▸ Records excerpted from a collection:
▶

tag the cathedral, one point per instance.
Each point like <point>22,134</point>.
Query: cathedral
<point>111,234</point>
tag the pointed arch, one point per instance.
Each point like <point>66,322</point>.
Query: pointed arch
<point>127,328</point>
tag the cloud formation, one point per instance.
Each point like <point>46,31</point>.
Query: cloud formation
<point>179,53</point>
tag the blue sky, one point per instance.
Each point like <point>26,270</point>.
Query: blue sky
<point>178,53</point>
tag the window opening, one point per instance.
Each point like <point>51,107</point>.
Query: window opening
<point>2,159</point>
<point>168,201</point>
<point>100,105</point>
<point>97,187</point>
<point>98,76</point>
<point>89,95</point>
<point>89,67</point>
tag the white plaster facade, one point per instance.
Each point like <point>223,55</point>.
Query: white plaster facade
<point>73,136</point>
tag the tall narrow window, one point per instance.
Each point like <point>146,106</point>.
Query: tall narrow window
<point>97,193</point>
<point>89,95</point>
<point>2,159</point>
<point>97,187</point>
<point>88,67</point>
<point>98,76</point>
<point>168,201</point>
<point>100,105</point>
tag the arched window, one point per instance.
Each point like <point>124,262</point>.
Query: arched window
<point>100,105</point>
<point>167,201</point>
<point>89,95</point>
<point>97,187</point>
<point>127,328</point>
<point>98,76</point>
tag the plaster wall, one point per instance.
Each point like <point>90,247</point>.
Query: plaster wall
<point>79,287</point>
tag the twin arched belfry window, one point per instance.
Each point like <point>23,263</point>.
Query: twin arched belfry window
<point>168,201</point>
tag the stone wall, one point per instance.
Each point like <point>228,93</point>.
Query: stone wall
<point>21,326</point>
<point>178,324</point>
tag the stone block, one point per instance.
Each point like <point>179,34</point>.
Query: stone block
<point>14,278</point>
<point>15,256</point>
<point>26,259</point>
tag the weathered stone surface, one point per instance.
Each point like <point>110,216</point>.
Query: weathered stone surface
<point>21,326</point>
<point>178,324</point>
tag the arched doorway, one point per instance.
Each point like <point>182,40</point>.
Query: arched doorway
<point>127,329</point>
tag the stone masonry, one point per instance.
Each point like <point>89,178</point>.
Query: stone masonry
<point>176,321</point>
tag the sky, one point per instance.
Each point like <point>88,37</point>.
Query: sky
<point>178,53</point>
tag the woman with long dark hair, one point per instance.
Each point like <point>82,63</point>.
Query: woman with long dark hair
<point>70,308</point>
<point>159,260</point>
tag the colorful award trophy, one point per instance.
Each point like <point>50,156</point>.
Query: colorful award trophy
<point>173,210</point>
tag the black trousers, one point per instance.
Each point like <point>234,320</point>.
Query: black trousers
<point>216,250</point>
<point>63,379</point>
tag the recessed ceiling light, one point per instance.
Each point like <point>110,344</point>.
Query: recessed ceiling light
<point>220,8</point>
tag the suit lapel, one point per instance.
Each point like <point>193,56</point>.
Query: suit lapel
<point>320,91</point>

◀

▸ TASK INSTRUCTIONS:
No line may be altered or left out when the data is written out.

▸ OUTPUT FOR THIS EXERCISE:
tag the cathedral, one point per instance.
Each point like <point>22,134</point>.
Query: cathedral
<point>111,234</point>
tag the pointed arch, one point per instance.
Each point like <point>66,322</point>.
Query: pointed arch
<point>127,328</point>
tag the cloud formation, one point per instance.
Each point like <point>46,31</point>.
Query: cloud formation
<point>179,53</point>
tag the blue sky, one point per instance.
Each point like <point>26,270</point>.
Query: blue sky
<point>178,53</point>
tag the window opening, one point per instance.
Each point like <point>51,107</point>.
Query: window opening
<point>2,159</point>
<point>168,201</point>
<point>100,105</point>
<point>97,187</point>
<point>98,76</point>
<point>89,95</point>
<point>89,67</point>
tag the white plaster facade, one point per instance.
Each point like <point>223,55</point>.
Query: white plaster facade
<point>73,136</point>
tag the tall narrow window, one point per instance.
Each point like <point>146,106</point>.
Query: tall narrow window
<point>97,193</point>
<point>89,95</point>
<point>2,159</point>
<point>97,187</point>
<point>88,67</point>
<point>98,76</point>
<point>168,201</point>
<point>100,105</point>
tag the arched window, one point per instance.
Each point like <point>124,262</point>.
Query: arched window
<point>100,105</point>
<point>167,201</point>
<point>89,95</point>
<point>97,187</point>
<point>127,328</point>
<point>98,76</point>
tag the plaster wall, one point per instance.
Each point like <point>90,247</point>.
Query: plaster wall
<point>79,287</point>
tag the twin arched belfry window, one point per instance.
Each point like <point>23,263</point>.
Query: twin arched belfry window
<point>168,201</point>
tag the stone wall, one point per instance.
Each point like <point>228,93</point>.
Query: stone wall
<point>21,326</point>
<point>178,324</point>
tag the stone block, one point per instance.
Each point like <point>179,34</point>.
Query: stone block
<point>14,278</point>
<point>15,256</point>
<point>26,259</point>
tag the weathered stone surface, one point per instance.
Each point like <point>110,216</point>.
Query: weathered stone surface
<point>21,326</point>
<point>178,324</point>
tag the arched doorway, one point per instance.
Each point like <point>182,40</point>.
Query: arched doorway
<point>127,329</point>
tag the stone masonry, one point per instance.
Each point like <point>89,178</point>.
Query: stone masonry
<point>176,321</point>
tag the sky, one point per instance.
Each point like <point>88,37</point>.
Query: sky
<point>178,53</point>
tag the woman with long dark hair, one point per instance.
Each point like <point>82,63</point>.
Query: woman with long dark hair
<point>70,308</point>
<point>159,260</point>
tag the colorful award trophy, one point per instance.
Each point like <point>50,156</point>.
Query: colorful award trophy
<point>173,210</point>
tag the black trousers, one point per instance.
Each point like <point>234,320</point>.
Query: black trousers
<point>216,250</point>
<point>63,379</point>
tag the recessed ceiling light, one point per instance.
Each point like <point>110,344</point>.
Query: recessed ceiling light
<point>220,8</point>
tag the suit lapel, one point per instance.
Each point like <point>193,56</point>.
Query: suit lapel
<point>320,91</point>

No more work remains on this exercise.